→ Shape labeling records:
··········

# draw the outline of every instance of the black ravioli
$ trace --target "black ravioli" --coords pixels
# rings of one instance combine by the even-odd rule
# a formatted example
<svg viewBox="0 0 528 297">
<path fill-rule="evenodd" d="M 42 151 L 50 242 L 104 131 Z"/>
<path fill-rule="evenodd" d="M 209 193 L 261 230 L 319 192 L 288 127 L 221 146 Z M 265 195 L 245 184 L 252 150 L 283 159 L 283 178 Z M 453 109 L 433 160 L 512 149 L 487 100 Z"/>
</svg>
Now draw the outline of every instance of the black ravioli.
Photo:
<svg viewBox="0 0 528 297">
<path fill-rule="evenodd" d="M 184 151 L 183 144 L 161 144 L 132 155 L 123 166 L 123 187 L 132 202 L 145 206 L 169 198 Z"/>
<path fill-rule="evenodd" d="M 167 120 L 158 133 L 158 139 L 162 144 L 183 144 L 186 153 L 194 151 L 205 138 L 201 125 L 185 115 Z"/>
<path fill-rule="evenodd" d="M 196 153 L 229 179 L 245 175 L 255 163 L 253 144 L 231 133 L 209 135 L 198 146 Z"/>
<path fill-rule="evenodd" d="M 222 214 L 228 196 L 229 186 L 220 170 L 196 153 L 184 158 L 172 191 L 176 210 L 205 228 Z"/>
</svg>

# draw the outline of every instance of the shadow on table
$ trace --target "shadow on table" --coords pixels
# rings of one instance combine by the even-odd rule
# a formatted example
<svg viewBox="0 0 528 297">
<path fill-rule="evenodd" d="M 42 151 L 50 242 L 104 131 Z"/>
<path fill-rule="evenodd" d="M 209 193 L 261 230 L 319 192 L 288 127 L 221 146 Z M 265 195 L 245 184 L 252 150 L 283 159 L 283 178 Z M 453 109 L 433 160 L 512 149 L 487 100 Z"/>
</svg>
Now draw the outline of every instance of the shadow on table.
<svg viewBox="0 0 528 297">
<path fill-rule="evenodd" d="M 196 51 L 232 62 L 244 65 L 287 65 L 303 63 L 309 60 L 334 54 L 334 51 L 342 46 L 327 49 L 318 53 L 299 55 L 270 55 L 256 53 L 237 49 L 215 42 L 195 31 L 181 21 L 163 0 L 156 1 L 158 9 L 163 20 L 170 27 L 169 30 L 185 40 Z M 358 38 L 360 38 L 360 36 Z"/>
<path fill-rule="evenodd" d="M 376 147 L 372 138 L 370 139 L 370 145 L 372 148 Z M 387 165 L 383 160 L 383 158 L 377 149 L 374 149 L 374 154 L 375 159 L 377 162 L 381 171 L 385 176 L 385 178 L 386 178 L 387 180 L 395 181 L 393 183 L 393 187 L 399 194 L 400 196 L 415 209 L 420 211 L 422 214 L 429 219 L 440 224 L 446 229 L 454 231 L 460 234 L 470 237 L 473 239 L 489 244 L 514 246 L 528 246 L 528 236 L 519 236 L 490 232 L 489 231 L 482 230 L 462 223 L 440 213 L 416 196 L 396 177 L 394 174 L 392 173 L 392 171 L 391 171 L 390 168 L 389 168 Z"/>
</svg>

··········

→ SET EXERCISE: Count how many lines of the listing above contain the string "fill", matching case exactly, and reply with the number alone.

→ RESPONSE: 10